_QUESTIONS_.
**A.** According to the dish reviews, why is Katz's "not for tourists" even though it is touristy? Answer in one to three sentences.
**B.** Reproduce the part of the dish reviews that begins at the words "The Dish: Pastrami" and stops after "burger still satisfies.".

The Dish: Pastrami Sandwich. Katz’s is touristy, but it is not for tourists. That’s an important distinction. The famous Lower East Side Jewish deli is, first and foremost, for New Yorkers who need a mountain of the city's finest pastrami. Per square inch, the version at Katz’s is one of the finest foods on the planet. Warm, thick, salty, and smoky, the pastrami pulls apart like a fresh croissant and leaves a grease stain on anything it touches.
The Dish: Cheeseburger. J.G. Melon’s cheeseburger used to feature regularly on "Best Burger" lists across the city’s finest publications. Then, something changed. Maybe the city’s best burgers got better. Maybe J.G. Melon’s burger—flipped on a grill that’s been accumulating grease since 1972—got worse. Despite all that, the nicotine-stained walls of this UES tavern still call to us, and the burger still satisfies.

[Data records]
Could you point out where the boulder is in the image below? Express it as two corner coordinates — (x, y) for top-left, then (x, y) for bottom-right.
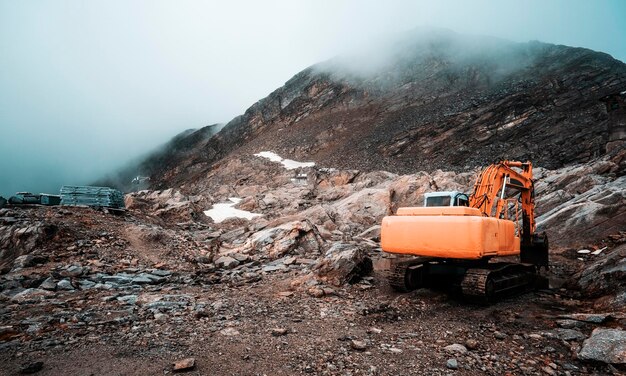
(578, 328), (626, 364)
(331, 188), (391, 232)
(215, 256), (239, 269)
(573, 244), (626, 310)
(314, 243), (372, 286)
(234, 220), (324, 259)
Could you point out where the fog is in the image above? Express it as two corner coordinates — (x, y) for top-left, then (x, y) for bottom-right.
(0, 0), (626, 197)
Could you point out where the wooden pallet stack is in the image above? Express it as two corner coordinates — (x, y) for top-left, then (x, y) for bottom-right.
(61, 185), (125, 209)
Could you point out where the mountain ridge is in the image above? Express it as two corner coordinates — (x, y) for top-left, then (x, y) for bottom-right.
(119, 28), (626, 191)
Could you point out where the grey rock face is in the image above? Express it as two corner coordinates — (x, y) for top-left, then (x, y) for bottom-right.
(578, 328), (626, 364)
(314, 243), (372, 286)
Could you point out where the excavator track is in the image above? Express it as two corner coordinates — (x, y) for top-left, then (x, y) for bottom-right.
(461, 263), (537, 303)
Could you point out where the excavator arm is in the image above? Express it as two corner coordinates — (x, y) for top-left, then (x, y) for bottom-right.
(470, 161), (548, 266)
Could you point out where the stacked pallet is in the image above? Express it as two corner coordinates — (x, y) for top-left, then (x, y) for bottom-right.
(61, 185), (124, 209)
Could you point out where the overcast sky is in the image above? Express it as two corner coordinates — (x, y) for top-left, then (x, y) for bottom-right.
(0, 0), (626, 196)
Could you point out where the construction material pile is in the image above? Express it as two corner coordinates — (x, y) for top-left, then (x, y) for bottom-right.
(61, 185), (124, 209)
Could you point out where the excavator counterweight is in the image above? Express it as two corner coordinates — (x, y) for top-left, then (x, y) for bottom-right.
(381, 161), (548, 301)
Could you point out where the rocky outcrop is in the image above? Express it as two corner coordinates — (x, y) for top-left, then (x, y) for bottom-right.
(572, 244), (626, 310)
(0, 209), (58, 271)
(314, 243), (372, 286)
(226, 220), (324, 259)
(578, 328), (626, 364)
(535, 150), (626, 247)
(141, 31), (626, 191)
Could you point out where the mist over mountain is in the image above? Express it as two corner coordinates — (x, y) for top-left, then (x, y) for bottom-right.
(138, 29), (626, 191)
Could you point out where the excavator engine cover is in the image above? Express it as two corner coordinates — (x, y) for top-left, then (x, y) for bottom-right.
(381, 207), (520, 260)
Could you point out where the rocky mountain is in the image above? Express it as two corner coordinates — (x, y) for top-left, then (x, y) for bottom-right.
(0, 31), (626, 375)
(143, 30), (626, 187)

* * *

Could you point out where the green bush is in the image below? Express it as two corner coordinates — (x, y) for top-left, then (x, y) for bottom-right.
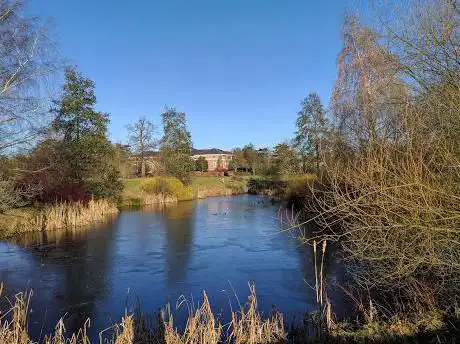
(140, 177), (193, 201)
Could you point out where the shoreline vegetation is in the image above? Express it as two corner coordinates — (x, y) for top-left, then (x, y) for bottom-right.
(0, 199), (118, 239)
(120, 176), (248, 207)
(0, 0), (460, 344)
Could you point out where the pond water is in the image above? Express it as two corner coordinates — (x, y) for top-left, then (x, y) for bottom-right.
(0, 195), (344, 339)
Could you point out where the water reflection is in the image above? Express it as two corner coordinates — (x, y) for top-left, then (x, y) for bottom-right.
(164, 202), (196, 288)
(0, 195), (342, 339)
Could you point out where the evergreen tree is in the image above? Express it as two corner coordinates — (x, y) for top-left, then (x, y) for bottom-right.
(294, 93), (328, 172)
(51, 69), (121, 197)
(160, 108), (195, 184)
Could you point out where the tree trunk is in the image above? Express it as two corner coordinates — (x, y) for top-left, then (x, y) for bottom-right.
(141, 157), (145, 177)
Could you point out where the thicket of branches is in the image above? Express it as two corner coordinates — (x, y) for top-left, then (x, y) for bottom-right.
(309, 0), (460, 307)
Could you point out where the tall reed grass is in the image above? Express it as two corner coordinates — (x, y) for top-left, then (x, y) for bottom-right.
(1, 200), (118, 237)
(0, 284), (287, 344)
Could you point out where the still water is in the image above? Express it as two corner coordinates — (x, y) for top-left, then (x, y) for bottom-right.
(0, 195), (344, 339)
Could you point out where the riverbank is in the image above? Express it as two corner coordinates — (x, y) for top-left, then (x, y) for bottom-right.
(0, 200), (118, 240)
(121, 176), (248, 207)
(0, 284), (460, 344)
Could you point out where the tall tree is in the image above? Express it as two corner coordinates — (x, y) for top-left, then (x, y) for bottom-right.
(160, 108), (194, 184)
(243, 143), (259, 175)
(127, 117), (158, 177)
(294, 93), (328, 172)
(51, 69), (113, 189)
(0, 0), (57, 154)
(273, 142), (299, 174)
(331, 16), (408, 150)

---

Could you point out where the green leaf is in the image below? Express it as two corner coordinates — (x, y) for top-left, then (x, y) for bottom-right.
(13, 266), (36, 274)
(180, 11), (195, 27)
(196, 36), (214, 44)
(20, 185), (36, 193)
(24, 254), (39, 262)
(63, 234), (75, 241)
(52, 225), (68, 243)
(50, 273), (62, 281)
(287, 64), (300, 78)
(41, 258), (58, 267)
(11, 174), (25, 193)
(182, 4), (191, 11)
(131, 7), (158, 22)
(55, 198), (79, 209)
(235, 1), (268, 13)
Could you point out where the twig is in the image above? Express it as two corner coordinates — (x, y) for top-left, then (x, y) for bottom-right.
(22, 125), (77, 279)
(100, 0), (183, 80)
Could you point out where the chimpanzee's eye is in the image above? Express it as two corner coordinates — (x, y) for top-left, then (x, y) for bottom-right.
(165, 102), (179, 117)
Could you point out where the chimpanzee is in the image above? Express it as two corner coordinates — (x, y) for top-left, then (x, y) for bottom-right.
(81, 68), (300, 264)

_ANSWERS IN ORDER_.
**A.** The famous Lower East Side Jewish deli is, first and foremost, for New Yorkers who need a mountain of the city's finest pastrami.

**B.**
The Dish: Pastrami Sandwich. Katz’s is touristy, but it is not for tourists. That’s an important distinction. The famous Lower East Side Jewish deli is, first and foremost, for New Yorkers who need a mountain of the city's finest pastrami. Per square inch, the version at Katz’s is one of the finest foods on the planet. Warm, thick, salty, and smoky, the pastrami pulls apart like a fresh croissant and leaves a grease stain on anything it touches.
The Dish: Cheeseburger. J.G. Melon’s cheeseburger used to feature regularly on "Best Burger" lists across the city’s finest publications. Then, something changed. Maybe the city’s best burgers got better. Maybe J.G. Melon’s burger—flipped on a grill that’s been accumulating grease since 1972—got worse. Despite all that, the nicotine-stained walls of this UES tavern still call to us, and the burger still satisfies.